**Requirements:** Copy out every one of the lines below word for word, but leave the pictures out of your answer.
-- begin Provided entries --
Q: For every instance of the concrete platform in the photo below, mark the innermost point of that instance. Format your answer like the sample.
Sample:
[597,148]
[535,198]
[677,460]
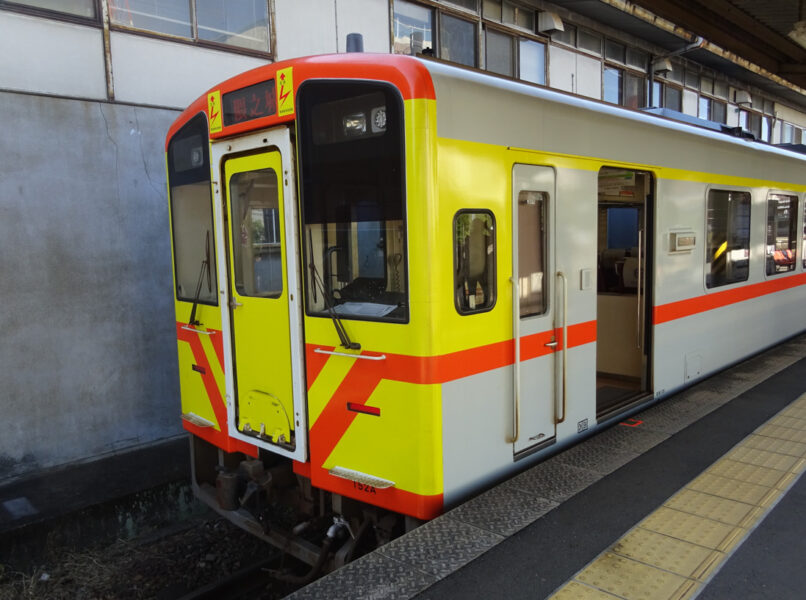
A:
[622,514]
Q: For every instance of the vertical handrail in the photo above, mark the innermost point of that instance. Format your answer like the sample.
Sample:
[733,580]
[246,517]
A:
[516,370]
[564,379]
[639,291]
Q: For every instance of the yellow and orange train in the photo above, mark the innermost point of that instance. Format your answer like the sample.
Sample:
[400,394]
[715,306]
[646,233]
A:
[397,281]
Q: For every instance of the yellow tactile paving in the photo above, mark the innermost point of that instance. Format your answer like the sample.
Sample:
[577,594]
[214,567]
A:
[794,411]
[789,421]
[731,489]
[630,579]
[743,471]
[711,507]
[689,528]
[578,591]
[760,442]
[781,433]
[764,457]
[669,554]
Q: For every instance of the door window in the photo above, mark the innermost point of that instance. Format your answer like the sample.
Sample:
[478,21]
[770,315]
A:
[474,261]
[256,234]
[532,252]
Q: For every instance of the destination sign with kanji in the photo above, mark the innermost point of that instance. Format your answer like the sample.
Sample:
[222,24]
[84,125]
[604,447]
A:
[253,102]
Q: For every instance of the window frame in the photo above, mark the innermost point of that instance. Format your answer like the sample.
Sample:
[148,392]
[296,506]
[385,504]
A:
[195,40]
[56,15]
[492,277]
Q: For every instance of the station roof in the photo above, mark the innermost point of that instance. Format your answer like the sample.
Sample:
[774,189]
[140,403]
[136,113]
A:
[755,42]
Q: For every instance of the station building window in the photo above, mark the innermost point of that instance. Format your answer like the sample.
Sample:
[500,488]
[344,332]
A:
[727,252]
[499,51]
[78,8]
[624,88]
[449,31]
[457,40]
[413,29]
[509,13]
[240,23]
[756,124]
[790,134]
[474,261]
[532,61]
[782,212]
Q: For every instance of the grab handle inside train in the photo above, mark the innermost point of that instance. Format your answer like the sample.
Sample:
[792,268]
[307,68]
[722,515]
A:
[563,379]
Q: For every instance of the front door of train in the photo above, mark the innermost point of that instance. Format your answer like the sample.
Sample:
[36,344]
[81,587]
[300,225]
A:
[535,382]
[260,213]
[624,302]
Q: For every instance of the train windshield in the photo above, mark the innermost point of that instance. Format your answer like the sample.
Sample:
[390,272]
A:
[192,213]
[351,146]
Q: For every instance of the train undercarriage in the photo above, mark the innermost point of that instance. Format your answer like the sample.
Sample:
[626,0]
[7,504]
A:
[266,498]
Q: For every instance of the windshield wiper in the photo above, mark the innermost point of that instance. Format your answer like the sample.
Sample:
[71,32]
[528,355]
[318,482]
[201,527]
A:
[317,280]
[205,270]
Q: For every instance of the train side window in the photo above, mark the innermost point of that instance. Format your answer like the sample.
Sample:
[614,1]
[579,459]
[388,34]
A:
-- end Provided entries --
**Complete output:**
Q: For every instance of the concrete platform in the photo below, mark the innermost point of that instance. Format your answer like the sample.
Sample:
[597,148]
[535,198]
[677,460]
A:
[622,514]
Q: For every instance of the vertical handrail in the photo above, mark the innermost point of that instance. Format your answer like the sample.
Sample:
[733,580]
[246,517]
A:
[516,370]
[564,379]
[639,291]
Q: For every instance of the yellow and orange train in the photo above, mark the innermost point of that instance. Format your answer like the sample.
Sample:
[400,394]
[715,306]
[646,233]
A:
[397,281]
Q: For every instance of the yellow tactile paving in the photo above, mark the innermost point of that instance. Format your answer like the sample.
Sample:
[577,594]
[214,567]
A:
[794,411]
[789,421]
[731,489]
[630,579]
[743,471]
[711,507]
[689,528]
[578,591]
[760,442]
[781,433]
[764,457]
[669,554]
Q: For every instance of the door window in the photo above, mark the innermost point of that instance. Format your answer like the sample.
Sample:
[478,21]
[770,315]
A:
[474,261]
[256,234]
[532,252]
Q: For every instance of the destination sign with kanji in the photo above, mark the innermost point of that instance. Format your answer like the sample.
Sample:
[222,24]
[84,125]
[604,447]
A:
[253,102]
Q: For every instance of the window frame in the photo above, mark the innermost point of that instance. Format your answer like the sample.
Sample:
[148,392]
[296,506]
[385,504]
A:
[195,40]
[56,15]
[492,277]
Q: For every instance of the station roof in the photo above, mark the innermost point of that instance. Format your answer like the sample.
Sample:
[774,189]
[140,403]
[136,113]
A:
[755,42]
Q: For every instance of the station building window in the photo above, mark the innermost point of that instance. Format your answer like the sample.
Sample:
[500,488]
[344,332]
A:
[727,252]
[499,51]
[78,8]
[624,88]
[449,31]
[457,40]
[413,29]
[509,13]
[240,23]
[756,124]
[790,134]
[474,261]
[532,61]
[782,212]
Q: For every instance of the grab handle inside train in the photo above, mark the innermost point of that instance. Format your answer like the sample.
Sample:
[792,268]
[307,68]
[722,515]
A:
[563,379]
Q: For every instance of the front door of train in the photo above, mark the innermost point of that instance. Format your answer like the sample.
Sample:
[36,344]
[81,587]
[300,225]
A:
[535,382]
[260,213]
[624,302]
Q: For every instance of the train windshield in the photo above, mark the innermost point of that instance. Format your answer like the sample.
Sample:
[390,272]
A:
[192,213]
[351,146]
Q: For every instance of the train undercarriage in the photo above, mark the innermost point of that instance. Format your answer like the sample.
Sample:
[626,0]
[7,504]
A:
[266,498]
Q: For every instance of the windshield wiper in the photo above, mark the innermost point of that instance. Format your answer like the sample.
Sample:
[71,32]
[528,355]
[318,482]
[201,527]
A:
[317,280]
[205,270]
Q: For every instance of the train side window in the photo above, mark the innermost point of that instance. Format your answer like the sample.
Sample:
[614,1]
[579,459]
[388,34]
A:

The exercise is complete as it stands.